DIRECTION:
Please count how many lines in the data below contain the string "query" and give only that number.
+-------+
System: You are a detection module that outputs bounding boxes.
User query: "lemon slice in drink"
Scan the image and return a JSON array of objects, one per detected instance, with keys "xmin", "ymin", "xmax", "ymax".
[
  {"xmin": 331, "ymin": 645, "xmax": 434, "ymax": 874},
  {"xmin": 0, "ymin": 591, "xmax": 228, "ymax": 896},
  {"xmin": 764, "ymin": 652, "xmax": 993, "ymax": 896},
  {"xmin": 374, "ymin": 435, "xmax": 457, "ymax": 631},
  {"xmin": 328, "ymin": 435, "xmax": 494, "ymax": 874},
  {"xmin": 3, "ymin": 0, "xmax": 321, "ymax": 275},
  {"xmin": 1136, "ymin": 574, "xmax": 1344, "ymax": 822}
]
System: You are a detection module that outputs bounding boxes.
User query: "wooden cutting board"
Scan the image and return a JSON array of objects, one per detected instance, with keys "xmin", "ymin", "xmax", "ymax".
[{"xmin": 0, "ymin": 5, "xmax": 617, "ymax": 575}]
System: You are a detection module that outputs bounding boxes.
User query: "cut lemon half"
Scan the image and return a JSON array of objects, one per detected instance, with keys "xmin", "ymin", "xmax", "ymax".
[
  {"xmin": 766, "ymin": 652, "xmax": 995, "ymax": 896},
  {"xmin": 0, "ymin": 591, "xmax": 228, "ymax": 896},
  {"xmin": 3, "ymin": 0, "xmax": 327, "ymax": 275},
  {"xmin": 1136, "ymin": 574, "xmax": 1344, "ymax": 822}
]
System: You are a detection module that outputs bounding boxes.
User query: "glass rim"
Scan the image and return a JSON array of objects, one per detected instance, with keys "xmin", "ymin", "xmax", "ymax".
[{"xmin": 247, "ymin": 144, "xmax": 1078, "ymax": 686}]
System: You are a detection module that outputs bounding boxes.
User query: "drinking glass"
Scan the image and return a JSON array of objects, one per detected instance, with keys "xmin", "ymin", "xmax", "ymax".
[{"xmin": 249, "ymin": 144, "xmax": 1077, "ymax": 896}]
+-------+
EXERCISE RESPONSE:
5